↓

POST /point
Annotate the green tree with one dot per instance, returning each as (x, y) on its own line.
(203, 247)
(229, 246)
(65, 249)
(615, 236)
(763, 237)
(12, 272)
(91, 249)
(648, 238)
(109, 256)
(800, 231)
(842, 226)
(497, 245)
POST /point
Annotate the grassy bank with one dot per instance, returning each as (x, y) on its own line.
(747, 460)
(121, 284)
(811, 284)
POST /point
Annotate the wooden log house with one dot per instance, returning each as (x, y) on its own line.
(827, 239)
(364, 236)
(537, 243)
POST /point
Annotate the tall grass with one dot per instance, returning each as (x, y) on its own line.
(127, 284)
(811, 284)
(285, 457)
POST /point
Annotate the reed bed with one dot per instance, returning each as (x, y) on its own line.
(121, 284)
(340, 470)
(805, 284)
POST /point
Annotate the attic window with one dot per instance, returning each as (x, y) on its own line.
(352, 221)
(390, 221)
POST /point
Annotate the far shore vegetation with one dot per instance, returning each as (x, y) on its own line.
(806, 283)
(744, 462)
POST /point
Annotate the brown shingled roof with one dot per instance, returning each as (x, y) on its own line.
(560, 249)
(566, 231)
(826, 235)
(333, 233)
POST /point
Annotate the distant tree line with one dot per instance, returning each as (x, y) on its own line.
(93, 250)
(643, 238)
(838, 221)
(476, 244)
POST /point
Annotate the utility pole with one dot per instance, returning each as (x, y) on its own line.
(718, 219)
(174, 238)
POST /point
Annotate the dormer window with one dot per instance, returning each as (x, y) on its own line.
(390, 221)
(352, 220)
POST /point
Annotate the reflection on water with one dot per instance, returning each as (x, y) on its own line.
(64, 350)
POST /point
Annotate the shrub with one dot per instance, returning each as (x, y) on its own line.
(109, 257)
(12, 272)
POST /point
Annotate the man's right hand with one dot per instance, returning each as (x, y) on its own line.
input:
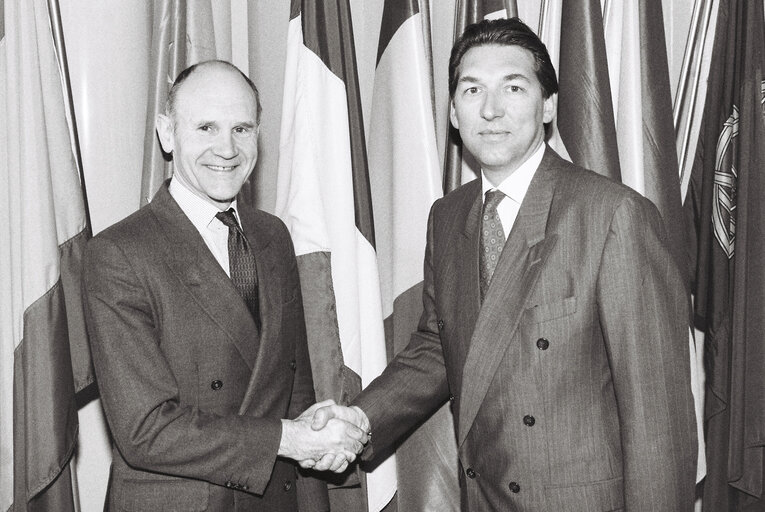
(331, 443)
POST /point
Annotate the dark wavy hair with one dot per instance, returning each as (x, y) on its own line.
(504, 32)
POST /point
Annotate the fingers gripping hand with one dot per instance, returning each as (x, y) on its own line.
(331, 448)
(351, 414)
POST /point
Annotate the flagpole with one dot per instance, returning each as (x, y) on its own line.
(544, 11)
(686, 133)
(57, 30)
(685, 68)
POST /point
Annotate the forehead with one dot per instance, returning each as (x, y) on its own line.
(216, 94)
(497, 60)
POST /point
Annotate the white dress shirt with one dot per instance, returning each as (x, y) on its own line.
(514, 187)
(202, 215)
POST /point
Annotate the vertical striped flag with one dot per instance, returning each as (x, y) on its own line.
(585, 116)
(41, 240)
(459, 170)
(182, 34)
(637, 53)
(405, 180)
(323, 196)
(727, 196)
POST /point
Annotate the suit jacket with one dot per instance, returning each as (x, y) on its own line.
(193, 396)
(570, 384)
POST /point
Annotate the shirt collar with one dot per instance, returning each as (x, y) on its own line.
(516, 185)
(200, 212)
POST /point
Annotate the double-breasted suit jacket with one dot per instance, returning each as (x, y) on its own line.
(570, 384)
(192, 392)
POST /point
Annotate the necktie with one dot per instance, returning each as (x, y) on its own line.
(492, 239)
(241, 264)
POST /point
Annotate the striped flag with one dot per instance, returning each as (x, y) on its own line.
(585, 115)
(643, 105)
(642, 102)
(727, 197)
(323, 196)
(456, 170)
(182, 34)
(405, 180)
(41, 240)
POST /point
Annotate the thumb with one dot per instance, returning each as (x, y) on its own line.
(321, 417)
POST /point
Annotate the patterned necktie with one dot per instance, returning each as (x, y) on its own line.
(492, 238)
(241, 264)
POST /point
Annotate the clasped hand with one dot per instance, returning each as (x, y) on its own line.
(326, 436)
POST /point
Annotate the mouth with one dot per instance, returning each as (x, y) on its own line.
(494, 134)
(221, 168)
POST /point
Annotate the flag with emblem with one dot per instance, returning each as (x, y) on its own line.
(323, 196)
(727, 197)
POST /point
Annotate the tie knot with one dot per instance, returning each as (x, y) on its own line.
(228, 218)
(493, 198)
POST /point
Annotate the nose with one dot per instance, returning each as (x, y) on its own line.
(225, 147)
(491, 108)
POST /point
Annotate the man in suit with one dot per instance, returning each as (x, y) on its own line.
(564, 349)
(196, 327)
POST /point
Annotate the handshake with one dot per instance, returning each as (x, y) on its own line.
(326, 436)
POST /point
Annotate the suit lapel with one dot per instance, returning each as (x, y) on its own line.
(191, 261)
(524, 255)
(269, 296)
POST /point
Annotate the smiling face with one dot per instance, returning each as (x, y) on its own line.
(499, 107)
(212, 133)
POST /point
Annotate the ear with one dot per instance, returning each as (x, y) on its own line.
(165, 131)
(453, 115)
(549, 108)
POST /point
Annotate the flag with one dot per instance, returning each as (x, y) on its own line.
(457, 171)
(323, 196)
(182, 34)
(41, 240)
(585, 117)
(727, 196)
(639, 75)
(405, 180)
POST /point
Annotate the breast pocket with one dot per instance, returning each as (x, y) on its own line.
(550, 311)
(165, 495)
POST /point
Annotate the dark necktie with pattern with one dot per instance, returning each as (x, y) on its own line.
(492, 239)
(241, 263)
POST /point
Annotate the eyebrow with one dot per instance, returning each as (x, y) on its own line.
(506, 78)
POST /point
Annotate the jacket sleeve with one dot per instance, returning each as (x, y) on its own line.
(643, 309)
(311, 488)
(152, 426)
(413, 385)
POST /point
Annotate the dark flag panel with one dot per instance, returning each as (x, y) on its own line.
(727, 201)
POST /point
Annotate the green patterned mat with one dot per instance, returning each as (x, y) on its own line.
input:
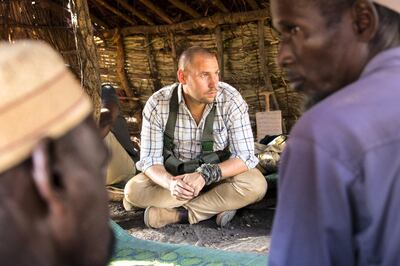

↑

--- Objetivo ---
Liste todas as linhas acima em que aparece a palavra "dark", considerando a distinção entre maiúsculas e minúsculas.

--- Resultado ---
Annotate the dark wavy hair with one dot per instance, returning each as (x, y) on its own line.
Annotate the dark necktie with pattern with one dot per instance, returning each as (x, y) on its own line.
Annotate the dark flag panel with one dot per instance, returning each as (x, y) on its own line.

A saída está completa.